[Items from a dataset]

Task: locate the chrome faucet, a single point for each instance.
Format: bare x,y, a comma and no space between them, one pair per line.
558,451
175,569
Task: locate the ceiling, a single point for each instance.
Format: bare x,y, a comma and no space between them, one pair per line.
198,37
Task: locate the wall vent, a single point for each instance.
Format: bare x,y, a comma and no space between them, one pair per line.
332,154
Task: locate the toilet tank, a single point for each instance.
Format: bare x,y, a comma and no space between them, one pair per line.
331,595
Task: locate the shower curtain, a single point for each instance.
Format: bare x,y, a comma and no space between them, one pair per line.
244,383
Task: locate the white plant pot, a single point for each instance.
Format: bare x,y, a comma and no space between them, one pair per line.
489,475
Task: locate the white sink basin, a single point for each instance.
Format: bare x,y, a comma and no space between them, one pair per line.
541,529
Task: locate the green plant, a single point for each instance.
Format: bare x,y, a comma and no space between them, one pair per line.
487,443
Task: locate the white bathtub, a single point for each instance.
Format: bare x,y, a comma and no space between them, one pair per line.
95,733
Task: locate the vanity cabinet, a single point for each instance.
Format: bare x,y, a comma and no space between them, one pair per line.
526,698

TASK GOAL ▸ When you reach this point, go back and write out each record above exactly.

ANSWER ▸
Task: locate the chrome faucet, a single point for each instance.
Format: bare x,y, a comma and no space between them, one pair per line.
558,451
175,569
Task: locate the ceiling, a single point for each instance.
Format: bare x,y, a comma and no space between them, one pair per line.
198,37
Task: locate the wall vent, a single point for each instance.
Format: bare x,y, a comma and no space between them, one pair per line.
332,154
Task: locate the toilet tank, a single point for each instance.
Format: bare x,y, a comma and no space between them, one pair per line.
331,595
Task: locate the shower curtain, a single point for each instance.
Format: bare x,y, a comma and no space between them, one pair per line.
244,383
Task: locate the white plant pot, a single point for each instance.
Format: bare x,y, a comma and no space between them, one pair per line.
489,475
Task: locate the white sink basin, a single point for each instance.
Format: bare x,y, a comma and no space between them, one pair per line.
541,529
Task: locate the green plant, a single point for each instance.
Format: bare x,y, a comma and no space between them, one pair per line.
487,443
Task: locate the white bathtub, a single point for each instance.
Format: bare x,y, a comma and no space between them, one pair per line.
95,733
Task: locate the vanity cabinet, a single point for each instance.
Format: bare x,y, a comma and no space between them, one pair per line.
526,698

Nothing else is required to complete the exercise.